15 Years of Chess Engine Development, What would be the score between super GM vs Engines now?

Sort:
drmrboss

(credit from reddit)

Fifteen years ago, in October of 2002, Vladimir Kramnik and Deep Fritz were locked in battle in the Brains in Bahrainmatch. If Kasparov vs. Deep Blue was the beginning of the end for humans in Chess, then the Brains in Bahrain match was the middle of the end. It marked the first match between a world champion and a chess engine running on consumer-grade hardware, although its eight-processor machine was fairly exotic at the time.

Ultimately, Kramnik and Fritz played to a 4-4 tie in the eight-game match. Of course, we know that today the world champion would be crushed in a similar match against a modern computer. But how much of that is superior algorithms, and how much is due to hardware advances? How far have chess engines progressed from a purely software perspective in the last fifteen years? I dusted off an old computer and some old chess engines and held a tournament between them to try to find out.

● Data section

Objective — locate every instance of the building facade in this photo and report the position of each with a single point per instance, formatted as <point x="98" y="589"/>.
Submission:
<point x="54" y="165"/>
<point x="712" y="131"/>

● Stated task A
Quote the chess engine post between "Ultimately, Kramnik and" and "to find out.", inclusive.
● Stated task B
Answer these questions from the chess engine post:
(i) In what month and year did Kramnik and Deep Fritz play the Brains in Bahrain match?
(ii) How many processors did the machine running the engine in that match have?
(iii) What was the final score of the match, and how many games did it have?

● Full response A
Ultimately, Kramnik and Fritz played to a 4-4 tie in the eight-game match. Of course, we know that today the world champion would be crushed in a similar match against a modern computer. But how much of that is superior algorithms, and how much is due to hardware advances? How far have chess engines progressed from a purely software perspective in the last fifteen years? I dusted off an old computer and some old chess engines and held a tournament between them to try to find out.

● Full response B
(i) October 2002
(ii) Eight
(iii) A 4-4 tie in eight games